Information provided:
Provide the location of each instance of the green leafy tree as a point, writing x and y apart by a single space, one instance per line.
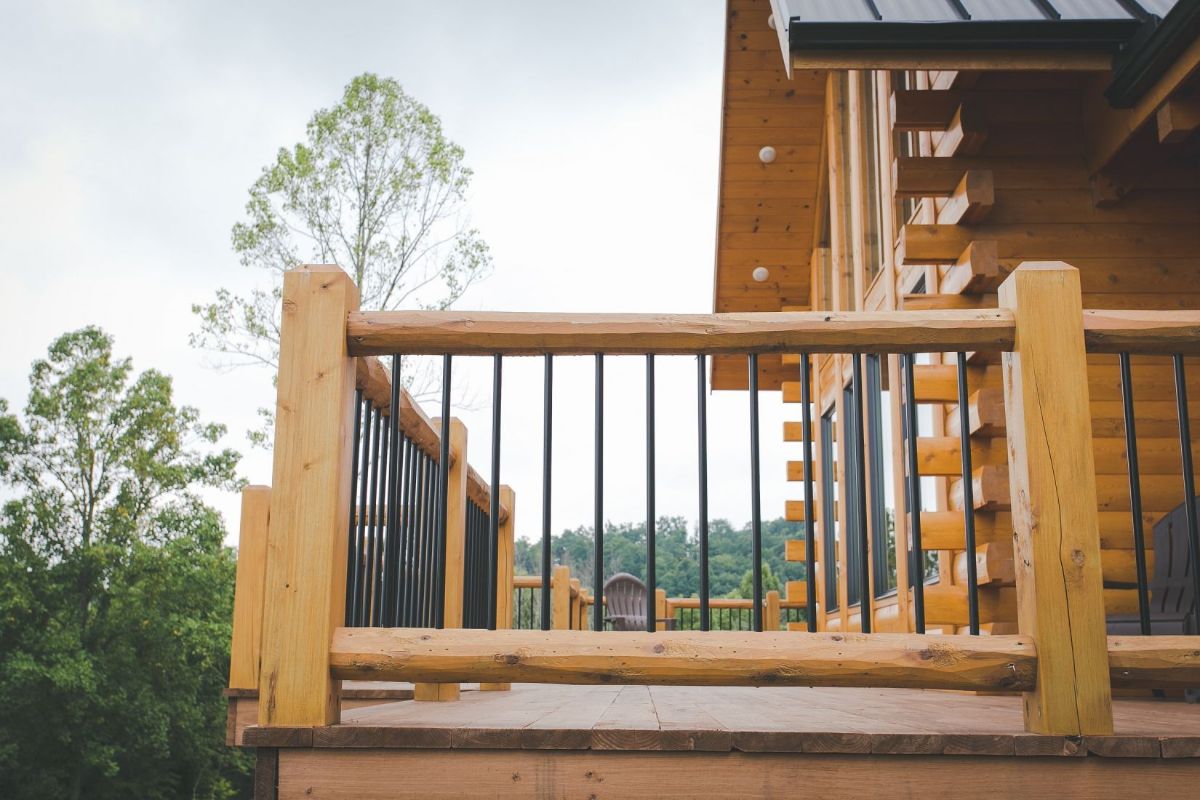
115 587
377 188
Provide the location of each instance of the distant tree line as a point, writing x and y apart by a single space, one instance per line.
677 555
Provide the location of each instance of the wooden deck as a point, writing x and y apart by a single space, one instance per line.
664 741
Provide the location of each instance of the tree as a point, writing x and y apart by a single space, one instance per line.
376 188
118 589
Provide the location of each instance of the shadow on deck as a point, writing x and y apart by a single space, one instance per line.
665 741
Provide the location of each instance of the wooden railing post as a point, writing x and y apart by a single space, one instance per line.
504 569
561 599
771 621
455 548
245 650
1053 486
310 500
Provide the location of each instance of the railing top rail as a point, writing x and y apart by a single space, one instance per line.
1141 331
376 384
431 332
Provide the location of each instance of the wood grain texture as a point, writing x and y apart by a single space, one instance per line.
245 653
305 587
1053 477
1139 331
504 573
378 775
711 659
435 332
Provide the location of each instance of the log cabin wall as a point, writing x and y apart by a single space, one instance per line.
999 173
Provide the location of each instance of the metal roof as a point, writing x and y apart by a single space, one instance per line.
933 11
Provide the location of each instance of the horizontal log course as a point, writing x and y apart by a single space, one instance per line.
429 332
685 659
1141 331
1155 661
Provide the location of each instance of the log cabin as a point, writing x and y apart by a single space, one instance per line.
906 156
961 240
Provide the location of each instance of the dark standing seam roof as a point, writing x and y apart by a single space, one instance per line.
1145 36
895 11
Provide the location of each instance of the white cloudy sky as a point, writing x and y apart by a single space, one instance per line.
132 130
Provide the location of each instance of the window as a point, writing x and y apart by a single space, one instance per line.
880 504
855 525
829 509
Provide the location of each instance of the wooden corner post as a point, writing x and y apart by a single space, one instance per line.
455 548
245 650
1053 486
310 506
504 570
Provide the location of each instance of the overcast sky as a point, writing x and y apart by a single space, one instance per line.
131 132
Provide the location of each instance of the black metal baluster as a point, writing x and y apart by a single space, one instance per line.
403 572
439 596
598 522
367 555
967 497
355 510
810 541
702 440
546 464
493 518
1139 537
382 511
755 494
651 573
859 500
391 569
364 511
918 554
1189 479
429 614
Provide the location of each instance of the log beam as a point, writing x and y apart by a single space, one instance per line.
685 659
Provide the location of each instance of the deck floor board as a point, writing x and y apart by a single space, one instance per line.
750 720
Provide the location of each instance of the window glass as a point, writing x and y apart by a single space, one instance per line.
829 509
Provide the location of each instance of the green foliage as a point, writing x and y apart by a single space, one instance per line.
377 188
117 588
677 555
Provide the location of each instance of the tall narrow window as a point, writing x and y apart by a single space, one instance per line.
879 464
829 509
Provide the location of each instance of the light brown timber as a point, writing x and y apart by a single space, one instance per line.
305 587
1059 582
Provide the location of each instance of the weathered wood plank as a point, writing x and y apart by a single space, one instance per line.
683 659
529 334
305 588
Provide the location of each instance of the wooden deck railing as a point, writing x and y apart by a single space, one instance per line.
1061 659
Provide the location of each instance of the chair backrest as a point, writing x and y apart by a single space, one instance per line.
1171 590
624 595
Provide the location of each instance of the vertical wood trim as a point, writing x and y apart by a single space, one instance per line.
455 548
310 507
245 650
1053 485
561 599
504 570
772 617
456 522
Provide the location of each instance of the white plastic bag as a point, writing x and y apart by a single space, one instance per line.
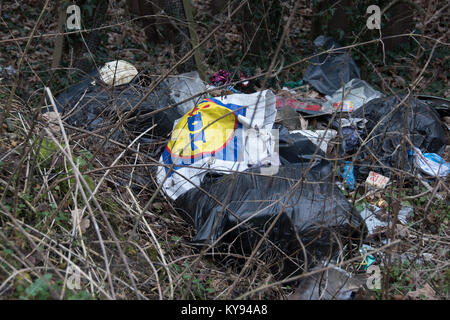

Task goal: Give back each of the records above word for word, apart from the pictures.

Exercise solution:
Provide the location of each instance of the green leafy tree as a point, writing x and y apart by a single space, one instance per line.
115 587
377 188
Provide the location of each instance of the distant tree line as a point, writing x and y apart by a single space, one instance per line.
677 555
Provide the location of each instance of the wooden deck as a point, writing x and y apart by a single space, one instance per line.
664 741
Provide the location of each instance of the tree as a point, writing x and y apart by a single space, one instance per line.
376 188
118 589
Provide the location of each instance of the shadow on deck as a point, writing x and y apart by a single space, one instance per line.
665 741
Provide the location of each instance of the wooden railing post as a point, writing x and y apart by a single space, one instance per line.
504 569
561 599
771 621
455 548
245 650
1053 486
310 500
Provide the location of each instance of the railing top rail as a point, writing x and y apart by a single space, one instance per line.
1141 331
376 384
431 332
Provide the location of each instance of the wood grain texture as a point, writing x and y apart by a single space, one instance per line.
245 653
305 587
1053 477
1139 331
504 573
378 775
711 659
435 332
Provide the location of each instance of the log cabin wall as a point, writing x and y apart by a single space, one instance per line.
999 173
Provide the location of each instance of the metal roof as a point, writing x and y apart by a single space, one instance per line.
933 11
Provide the location of each instance of the horizontal log course as a point, writing x and y apart by a single space, one instance per line.
429 332
685 659
1141 331
1155 661
Provide the location of each instance of the log cabin as a point, writing x and y apart by a single space, one instance per line.
906 156
961 240
Provide the location of each instance of the dark standing seam roof as a point, writing x and y apart by a single space, one instance per line.
1145 36
895 11
Provide the location of each instance of the white cloudy sky as a point, writing x and y apart by a single space, one instance per line.
132 130
Provide the location of each instance of the window as a point, writing x and y apart by a single space, one instance per line.
880 504
855 525
829 509
Provide the location of each instance of the wooden corner post as a point, writing x and y apart by a single space, one instance per line.
455 548
245 650
1053 486
310 506
504 570
Provide the location of each instance of the overcast sky as a point, writing x and y apart by a single space, one instance per line.
131 132
Provide the location of each instance of the black metal baluster as a point, writing x and y apart by a single space, one instance per line.
403 572
439 596
598 522
367 555
967 497
355 510
810 541
702 440
546 464
493 518
1139 537
382 511
755 494
651 573
859 500
391 569
364 511
918 554
1189 479
429 614
Provide the location of each instance of the log beam as a point, writing x and y apart by a single space, one instance per line.
685 659
Provide the location of each instance of the deck floor board as a point, writing x and y apart by a single space, one instance per line.
750 720
Provide the location of each instance of the window glass as a point, writing x and y apart by a single space, one instance per line.
829 509
Provide the location of each instance of the green foliage as a point, writing x and y apart by a single space, one instance per line.
377 188
117 588
677 555
Provide the location of each instance of the tall narrow window as a point, writing x and y apart by a single space, one instance per line.
879 464
829 509
Provide the location of each instance of the light brown timber as a point, writing x and y apart by a single space, one instance per line.
305 587
1059 582
Provide the location of each instance of the weathered wood plank as a point, writing x and y apart by a single space, one instance per line.
683 659
529 334
305 588
Provide the location of each instance of the wooden deck railing as a point, writing x and y apart by a single space, one instance per line.
1061 659
Provide the location of each instance of the chair backrest as a point, writing x and y apart by a single space, one instance per line.
1171 590
624 595
Provide the location of each instance of the vertical wood trim as a point, writing x and y apart by a single space, one instance per line.
455 548
310 507
245 650
1053 485
561 599
504 570
772 617
456 522
Provide the location of each instance of the white plastic bag as a point, writing x and y apart by a single space, one instance per line.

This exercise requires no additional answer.